→ Exercise directions
Copy exactly, and only, the lines from the line containing "Question. Indicate the baseboard" through the last line of the records below, both included.

→ Task material
_____

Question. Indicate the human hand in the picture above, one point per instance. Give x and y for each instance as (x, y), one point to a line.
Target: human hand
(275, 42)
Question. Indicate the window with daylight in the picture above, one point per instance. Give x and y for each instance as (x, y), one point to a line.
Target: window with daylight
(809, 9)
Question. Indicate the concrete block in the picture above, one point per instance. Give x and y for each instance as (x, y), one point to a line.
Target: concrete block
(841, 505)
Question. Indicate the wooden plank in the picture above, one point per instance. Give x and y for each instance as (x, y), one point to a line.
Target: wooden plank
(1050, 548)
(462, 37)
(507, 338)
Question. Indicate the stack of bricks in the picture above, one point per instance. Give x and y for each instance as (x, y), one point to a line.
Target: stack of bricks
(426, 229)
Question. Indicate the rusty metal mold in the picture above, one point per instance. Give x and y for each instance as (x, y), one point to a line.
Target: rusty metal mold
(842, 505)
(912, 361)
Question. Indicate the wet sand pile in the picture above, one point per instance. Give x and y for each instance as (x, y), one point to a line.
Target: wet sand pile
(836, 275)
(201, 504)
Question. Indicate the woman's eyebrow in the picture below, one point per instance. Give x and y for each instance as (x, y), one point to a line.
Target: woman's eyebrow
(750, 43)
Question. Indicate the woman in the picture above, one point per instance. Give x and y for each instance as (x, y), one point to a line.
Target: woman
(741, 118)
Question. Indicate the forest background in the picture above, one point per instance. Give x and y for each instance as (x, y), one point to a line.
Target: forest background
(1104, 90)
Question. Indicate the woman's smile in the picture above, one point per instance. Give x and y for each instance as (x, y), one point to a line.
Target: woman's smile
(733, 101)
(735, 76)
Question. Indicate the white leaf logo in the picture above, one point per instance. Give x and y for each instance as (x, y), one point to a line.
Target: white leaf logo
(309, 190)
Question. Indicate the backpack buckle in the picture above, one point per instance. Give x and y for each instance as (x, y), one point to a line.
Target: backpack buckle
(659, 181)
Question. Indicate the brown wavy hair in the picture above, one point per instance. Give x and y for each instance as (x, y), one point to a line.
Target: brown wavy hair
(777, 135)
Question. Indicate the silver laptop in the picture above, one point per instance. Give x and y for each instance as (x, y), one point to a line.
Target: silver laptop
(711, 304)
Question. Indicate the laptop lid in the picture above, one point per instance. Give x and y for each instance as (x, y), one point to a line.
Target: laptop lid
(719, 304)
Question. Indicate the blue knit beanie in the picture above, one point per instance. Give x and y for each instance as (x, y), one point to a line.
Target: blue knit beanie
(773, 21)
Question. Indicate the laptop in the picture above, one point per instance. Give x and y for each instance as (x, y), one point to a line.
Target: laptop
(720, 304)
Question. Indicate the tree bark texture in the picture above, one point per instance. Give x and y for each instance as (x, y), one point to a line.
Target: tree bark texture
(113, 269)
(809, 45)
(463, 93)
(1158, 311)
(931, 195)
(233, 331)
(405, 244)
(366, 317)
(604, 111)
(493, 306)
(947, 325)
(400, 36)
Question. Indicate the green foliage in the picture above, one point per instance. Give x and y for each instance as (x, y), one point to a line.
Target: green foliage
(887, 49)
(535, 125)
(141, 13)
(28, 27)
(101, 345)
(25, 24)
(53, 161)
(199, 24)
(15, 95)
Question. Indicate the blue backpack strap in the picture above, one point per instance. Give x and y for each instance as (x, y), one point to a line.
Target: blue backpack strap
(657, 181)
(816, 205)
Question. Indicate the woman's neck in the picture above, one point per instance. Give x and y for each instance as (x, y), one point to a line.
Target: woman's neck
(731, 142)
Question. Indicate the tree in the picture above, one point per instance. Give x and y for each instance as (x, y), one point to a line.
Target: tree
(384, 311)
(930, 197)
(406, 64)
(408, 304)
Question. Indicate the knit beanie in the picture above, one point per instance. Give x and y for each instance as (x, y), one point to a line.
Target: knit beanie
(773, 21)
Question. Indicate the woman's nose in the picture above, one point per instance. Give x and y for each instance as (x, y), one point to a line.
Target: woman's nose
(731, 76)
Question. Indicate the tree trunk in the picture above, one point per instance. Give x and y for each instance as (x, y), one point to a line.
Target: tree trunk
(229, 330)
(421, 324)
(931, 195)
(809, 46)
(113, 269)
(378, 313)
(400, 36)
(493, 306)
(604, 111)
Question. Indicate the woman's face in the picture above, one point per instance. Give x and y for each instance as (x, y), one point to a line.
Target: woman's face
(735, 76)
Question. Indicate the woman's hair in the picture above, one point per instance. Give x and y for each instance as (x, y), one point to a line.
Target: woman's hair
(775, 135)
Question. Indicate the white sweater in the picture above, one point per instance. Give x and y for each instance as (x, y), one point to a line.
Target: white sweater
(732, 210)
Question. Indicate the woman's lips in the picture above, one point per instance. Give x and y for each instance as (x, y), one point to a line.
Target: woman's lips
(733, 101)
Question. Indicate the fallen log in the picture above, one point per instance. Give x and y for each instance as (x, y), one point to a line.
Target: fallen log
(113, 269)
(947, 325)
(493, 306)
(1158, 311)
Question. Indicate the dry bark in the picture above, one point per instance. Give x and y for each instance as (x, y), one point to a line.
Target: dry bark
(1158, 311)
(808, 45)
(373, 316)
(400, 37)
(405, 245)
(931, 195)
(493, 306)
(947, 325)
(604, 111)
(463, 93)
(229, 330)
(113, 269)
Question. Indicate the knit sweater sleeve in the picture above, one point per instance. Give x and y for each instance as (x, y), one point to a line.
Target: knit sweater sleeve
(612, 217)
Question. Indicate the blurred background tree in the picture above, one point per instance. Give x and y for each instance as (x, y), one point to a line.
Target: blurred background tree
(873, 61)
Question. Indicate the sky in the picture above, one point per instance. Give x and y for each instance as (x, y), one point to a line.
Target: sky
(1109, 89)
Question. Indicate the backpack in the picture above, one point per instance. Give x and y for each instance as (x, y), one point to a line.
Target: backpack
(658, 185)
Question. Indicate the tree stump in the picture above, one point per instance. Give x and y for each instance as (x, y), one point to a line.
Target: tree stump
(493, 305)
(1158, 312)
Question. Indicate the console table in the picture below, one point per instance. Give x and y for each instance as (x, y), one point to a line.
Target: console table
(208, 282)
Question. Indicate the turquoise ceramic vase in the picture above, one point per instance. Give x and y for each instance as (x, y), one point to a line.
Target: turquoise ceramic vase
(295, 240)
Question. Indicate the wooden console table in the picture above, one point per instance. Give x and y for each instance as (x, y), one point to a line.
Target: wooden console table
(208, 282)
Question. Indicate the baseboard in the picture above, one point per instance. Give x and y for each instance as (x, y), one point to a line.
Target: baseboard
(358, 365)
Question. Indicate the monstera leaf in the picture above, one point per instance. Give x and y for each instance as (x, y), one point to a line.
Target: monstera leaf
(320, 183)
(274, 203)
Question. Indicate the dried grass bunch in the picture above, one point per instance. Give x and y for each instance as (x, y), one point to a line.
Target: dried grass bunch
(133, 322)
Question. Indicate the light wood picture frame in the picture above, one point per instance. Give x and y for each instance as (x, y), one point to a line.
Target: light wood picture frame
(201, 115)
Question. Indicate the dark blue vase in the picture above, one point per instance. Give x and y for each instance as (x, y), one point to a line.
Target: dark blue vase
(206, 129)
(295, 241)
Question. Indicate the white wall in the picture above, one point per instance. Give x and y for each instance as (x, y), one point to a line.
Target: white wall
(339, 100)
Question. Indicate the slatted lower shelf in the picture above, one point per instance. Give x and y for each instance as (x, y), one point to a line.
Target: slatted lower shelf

_____

→ Solution
Question. Indicate the baseboard in the picture above, one point per instance. Give x and y for each instance as (x, y), one point to a line.
Target: baseboard
(358, 365)
Question. Indicate the monstera leaf in the picture above, one point per instance. Give x and y for each instance as (x, y), one point to a line.
Target: monstera leaf
(320, 183)
(274, 203)
Question. Indicate the dried grass bunch in the picture above, one point per instance. Give x and y for each instance as (x, y), one point to a line.
Target: dried grass bunch
(133, 322)
Question. Indicate the light wood picture frame in the picture above, one point per instance. Give x and y for each instance as (x, y), one point to a line.
Target: light wood picture frame
(201, 115)
Question. Indicate the dark blue vase in the picture above, one point per instance. Give x and y for each instance as (x, y), one point to a line.
Target: dark blue vase
(206, 129)
(295, 241)
Question. Indicate the white wall in the picture above, one point per instance. Give x and y for each instance as (x, y), one point to a line.
Target: white wall
(339, 100)
Question. Indicate the slatted lower shelf in the picture above, one point per instance. Give x and y for each instance as (x, y), one point to a line.
Target: slatted lower shelf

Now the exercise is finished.